start

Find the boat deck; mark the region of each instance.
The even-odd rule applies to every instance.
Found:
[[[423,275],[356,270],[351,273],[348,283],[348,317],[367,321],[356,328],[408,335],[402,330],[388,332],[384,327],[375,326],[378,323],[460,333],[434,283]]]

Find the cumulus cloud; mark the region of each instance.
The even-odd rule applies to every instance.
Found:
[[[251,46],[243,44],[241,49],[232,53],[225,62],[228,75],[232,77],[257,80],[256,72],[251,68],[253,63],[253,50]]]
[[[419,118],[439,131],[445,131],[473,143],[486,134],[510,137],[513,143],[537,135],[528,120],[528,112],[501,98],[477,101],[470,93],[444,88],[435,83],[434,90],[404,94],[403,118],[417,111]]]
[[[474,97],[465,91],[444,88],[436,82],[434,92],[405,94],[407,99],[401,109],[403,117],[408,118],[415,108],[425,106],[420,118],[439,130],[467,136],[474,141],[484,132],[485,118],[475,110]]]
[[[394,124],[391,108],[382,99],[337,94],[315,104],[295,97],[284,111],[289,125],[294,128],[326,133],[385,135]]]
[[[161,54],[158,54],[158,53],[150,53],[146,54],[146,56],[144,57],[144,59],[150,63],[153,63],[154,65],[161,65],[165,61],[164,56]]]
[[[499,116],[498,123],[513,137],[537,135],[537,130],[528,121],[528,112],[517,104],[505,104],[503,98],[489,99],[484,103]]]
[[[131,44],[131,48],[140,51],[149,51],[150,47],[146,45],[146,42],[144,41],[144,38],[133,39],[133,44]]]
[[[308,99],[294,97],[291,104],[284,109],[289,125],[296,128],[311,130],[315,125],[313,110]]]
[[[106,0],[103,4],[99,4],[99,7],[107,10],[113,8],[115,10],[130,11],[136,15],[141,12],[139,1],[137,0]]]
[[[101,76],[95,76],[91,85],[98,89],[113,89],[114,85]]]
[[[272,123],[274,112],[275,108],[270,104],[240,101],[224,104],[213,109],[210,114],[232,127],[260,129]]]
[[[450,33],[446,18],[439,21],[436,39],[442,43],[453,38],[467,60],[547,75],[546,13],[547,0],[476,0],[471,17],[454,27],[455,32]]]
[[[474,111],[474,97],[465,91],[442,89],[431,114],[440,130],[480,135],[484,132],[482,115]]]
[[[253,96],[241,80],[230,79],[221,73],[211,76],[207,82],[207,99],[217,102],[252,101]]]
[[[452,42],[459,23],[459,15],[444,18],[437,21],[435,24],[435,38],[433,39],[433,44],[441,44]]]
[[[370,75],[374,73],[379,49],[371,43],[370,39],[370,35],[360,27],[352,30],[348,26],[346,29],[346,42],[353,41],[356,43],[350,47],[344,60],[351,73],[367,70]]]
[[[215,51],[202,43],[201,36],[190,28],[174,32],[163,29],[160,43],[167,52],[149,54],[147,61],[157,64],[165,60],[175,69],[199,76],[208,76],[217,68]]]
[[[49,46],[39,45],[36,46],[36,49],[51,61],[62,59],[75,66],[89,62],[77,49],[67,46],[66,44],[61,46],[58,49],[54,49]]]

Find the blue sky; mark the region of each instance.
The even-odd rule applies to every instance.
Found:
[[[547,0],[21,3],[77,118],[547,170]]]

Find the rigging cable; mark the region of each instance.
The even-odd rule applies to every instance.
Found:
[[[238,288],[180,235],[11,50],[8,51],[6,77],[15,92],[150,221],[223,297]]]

end

> [TASK REQUIREMENTS]: Reproduce all of the material above with every occurrence of "even-odd rule" changed to "nonzero winding rule", keeping everything else unchanged.

> [ANSWER TO THIS EXERCISE]:
Find the boat deck; mark the region of each instance.
The nonzero winding rule applies to every instance.
Found:
[[[423,275],[356,270],[351,273],[348,283],[348,317],[367,321],[356,328],[408,335],[402,330],[388,332],[384,327],[375,326],[378,323],[460,333],[434,283]]]

Find the cumulus cloud; mark the region of each instance.
The nonzero winding rule applies to every instance.
Found:
[[[251,46],[243,44],[241,49],[232,53],[225,62],[228,75],[232,77],[257,80],[256,72],[251,68],[253,63],[253,50]]]
[[[419,118],[439,131],[445,131],[473,143],[486,134],[510,137],[513,143],[537,135],[528,120],[528,112],[501,98],[477,101],[470,93],[444,88],[435,83],[434,90],[404,94],[403,118],[417,111]]]
[[[474,97],[465,91],[444,88],[436,82],[434,92],[405,94],[407,99],[401,109],[403,117],[408,118],[415,108],[425,106],[420,118],[439,130],[467,136],[474,141],[484,132],[485,118],[475,110]]]
[[[394,124],[391,108],[382,99],[337,94],[315,104],[295,97],[284,111],[289,125],[294,128],[326,133],[385,135]]]
[[[161,54],[158,54],[158,53],[150,53],[146,54],[146,56],[144,57],[144,59],[150,63],[153,63],[154,65],[161,65],[165,61],[164,56]]]
[[[499,116],[498,123],[513,137],[537,135],[537,130],[528,121],[528,112],[517,104],[505,104],[503,98],[489,99],[484,103]]]
[[[131,44],[131,48],[140,51],[149,51],[150,47],[146,45],[146,42],[144,41],[144,38],[133,39],[133,44]]]
[[[308,99],[294,97],[291,104],[284,109],[289,125],[296,128],[311,130],[315,125],[313,110]]]
[[[106,0],[103,4],[99,4],[99,7],[107,10],[113,8],[115,10],[130,11],[136,15],[141,12],[139,1],[137,0]]]
[[[101,76],[95,76],[91,85],[98,89],[113,89],[114,85]]]
[[[272,123],[274,112],[275,108],[270,104],[240,101],[224,104],[213,109],[210,114],[232,127],[260,129]]]
[[[450,33],[446,18],[439,21],[436,39],[442,43],[453,38],[467,60],[547,75],[546,13],[547,0],[476,0],[471,17],[454,27],[455,32]]]
[[[474,111],[474,97],[465,91],[442,89],[431,114],[440,130],[480,135],[484,132],[482,115]]]
[[[253,96],[241,80],[230,79],[221,73],[211,76],[207,82],[207,99],[217,102],[252,101]]]
[[[452,42],[459,23],[459,15],[444,18],[437,21],[435,24],[435,38],[433,39],[433,44],[441,44]]]
[[[370,75],[374,73],[379,49],[371,43],[370,39],[370,35],[360,27],[352,30],[348,26],[346,29],[346,42],[353,41],[356,43],[350,47],[344,60],[351,73],[367,70]]]
[[[215,51],[202,43],[201,36],[190,28],[174,32],[163,29],[160,43],[167,52],[149,54],[147,61],[157,64],[165,60],[175,69],[199,76],[208,76],[217,68]]]
[[[49,46],[39,45],[36,46],[36,49],[51,61],[62,59],[75,66],[89,62],[77,49],[67,46],[66,44],[61,46],[58,49],[54,49]]]

Find the blue sky; mark the region of each instance.
The nonzero winding rule applies to every instance.
Found:
[[[547,0],[21,3],[77,118],[547,170]]]

Find the rigging cable; mark the region of each instance.
The nonzero winding rule applies to every instance.
Found:
[[[238,288],[180,235],[11,50],[8,51],[6,77],[15,92],[150,221],[223,297]]]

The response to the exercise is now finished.